▸ Your task
From the entries that follow, copy every line with the word "rear".

Phrase grounding data
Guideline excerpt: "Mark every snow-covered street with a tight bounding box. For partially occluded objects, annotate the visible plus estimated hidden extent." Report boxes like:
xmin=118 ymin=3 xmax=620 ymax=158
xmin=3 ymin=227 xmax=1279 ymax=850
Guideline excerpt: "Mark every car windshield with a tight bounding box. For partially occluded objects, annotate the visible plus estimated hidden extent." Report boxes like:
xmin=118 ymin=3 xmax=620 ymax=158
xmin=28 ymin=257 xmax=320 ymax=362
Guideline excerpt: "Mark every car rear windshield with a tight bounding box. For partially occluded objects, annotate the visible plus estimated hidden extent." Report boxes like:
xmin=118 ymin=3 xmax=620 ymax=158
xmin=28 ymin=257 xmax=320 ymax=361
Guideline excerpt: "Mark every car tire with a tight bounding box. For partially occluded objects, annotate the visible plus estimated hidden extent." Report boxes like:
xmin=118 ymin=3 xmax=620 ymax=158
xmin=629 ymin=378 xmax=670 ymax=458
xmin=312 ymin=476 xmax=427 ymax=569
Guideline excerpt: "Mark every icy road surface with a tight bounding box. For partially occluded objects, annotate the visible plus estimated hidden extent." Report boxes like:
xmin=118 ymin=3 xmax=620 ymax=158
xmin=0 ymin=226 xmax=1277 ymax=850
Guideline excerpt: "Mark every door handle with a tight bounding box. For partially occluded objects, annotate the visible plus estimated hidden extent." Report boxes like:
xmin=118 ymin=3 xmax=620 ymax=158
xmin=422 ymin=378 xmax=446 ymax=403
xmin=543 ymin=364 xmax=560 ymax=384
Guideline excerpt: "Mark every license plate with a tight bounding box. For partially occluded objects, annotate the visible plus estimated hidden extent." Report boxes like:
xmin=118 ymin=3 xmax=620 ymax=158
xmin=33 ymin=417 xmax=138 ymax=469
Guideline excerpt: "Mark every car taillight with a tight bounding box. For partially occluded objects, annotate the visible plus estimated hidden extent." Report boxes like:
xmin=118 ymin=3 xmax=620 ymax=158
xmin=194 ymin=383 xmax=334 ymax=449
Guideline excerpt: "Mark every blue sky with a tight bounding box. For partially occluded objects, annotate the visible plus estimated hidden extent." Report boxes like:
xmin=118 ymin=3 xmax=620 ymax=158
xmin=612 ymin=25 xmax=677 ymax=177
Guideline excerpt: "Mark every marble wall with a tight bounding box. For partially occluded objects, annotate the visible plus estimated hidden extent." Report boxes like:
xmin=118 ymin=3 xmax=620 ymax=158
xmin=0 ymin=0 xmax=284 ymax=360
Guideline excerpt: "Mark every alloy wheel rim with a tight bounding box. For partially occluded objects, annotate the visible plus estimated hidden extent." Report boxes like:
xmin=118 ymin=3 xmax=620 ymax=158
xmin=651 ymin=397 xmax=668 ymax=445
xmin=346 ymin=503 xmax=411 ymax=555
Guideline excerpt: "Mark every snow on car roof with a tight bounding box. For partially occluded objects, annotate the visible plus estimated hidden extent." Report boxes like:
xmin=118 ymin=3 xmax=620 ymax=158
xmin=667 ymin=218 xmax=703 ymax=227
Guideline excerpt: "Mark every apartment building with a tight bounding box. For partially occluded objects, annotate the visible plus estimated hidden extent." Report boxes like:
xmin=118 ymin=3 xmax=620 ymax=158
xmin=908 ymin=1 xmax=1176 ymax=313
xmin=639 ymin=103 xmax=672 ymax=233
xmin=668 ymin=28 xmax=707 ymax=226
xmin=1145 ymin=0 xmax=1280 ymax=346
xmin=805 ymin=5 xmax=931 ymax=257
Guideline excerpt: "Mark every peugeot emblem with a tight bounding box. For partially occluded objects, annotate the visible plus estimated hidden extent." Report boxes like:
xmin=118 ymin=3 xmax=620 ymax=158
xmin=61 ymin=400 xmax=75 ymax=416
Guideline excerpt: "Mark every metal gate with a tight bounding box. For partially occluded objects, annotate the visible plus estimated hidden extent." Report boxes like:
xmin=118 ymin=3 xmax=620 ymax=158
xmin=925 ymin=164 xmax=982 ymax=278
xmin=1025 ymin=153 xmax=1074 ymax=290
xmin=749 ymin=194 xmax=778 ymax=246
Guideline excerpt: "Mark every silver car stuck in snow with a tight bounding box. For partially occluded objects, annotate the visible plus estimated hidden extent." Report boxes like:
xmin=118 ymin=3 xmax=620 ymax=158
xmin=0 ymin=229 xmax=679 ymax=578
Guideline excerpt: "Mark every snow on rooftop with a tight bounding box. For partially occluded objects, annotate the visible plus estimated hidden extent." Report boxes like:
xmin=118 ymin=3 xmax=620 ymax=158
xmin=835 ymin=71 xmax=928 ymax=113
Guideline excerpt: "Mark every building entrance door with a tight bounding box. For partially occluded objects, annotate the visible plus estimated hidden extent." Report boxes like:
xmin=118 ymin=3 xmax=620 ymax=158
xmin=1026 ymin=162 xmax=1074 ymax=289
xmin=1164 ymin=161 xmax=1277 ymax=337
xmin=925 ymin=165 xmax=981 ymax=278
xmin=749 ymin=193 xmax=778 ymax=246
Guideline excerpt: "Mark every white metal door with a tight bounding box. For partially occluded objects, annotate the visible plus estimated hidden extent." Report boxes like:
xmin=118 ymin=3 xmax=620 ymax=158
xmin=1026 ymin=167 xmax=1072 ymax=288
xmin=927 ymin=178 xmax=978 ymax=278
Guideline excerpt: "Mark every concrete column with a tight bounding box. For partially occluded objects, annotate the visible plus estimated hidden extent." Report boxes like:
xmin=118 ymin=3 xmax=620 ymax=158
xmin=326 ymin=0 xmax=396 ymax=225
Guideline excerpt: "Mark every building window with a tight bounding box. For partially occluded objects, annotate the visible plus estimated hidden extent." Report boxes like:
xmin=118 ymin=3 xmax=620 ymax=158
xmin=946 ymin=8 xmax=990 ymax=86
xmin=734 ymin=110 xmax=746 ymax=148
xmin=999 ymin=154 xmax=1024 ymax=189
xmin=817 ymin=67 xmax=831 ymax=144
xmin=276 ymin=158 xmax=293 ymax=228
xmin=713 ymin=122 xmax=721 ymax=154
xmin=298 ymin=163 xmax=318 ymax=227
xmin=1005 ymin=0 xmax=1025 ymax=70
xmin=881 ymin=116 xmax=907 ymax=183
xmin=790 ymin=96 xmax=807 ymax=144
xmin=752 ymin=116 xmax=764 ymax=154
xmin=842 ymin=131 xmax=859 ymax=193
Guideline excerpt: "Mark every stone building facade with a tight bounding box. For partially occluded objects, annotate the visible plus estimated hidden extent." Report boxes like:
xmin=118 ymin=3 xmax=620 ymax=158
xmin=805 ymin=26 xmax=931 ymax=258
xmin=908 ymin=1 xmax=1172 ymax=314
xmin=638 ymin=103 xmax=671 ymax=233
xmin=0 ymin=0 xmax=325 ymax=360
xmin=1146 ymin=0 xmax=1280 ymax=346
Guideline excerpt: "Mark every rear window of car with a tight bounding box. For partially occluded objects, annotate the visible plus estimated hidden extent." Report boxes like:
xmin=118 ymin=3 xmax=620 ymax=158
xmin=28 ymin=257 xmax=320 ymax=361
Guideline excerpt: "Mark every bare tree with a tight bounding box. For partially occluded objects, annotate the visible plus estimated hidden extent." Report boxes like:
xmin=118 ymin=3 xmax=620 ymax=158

▸ Answer box
Guideline excerpt: "Mark every car rear windshield with a tight bounding box. For partially occluded objects, annotate the visible plus estimated hidden extent." Report boxes like:
Guideline excerpt: "Mark every rear window of car with a tight bounding box. For partially occluded objects, annotate the visible plus estimated hidden extent." Report boxes like:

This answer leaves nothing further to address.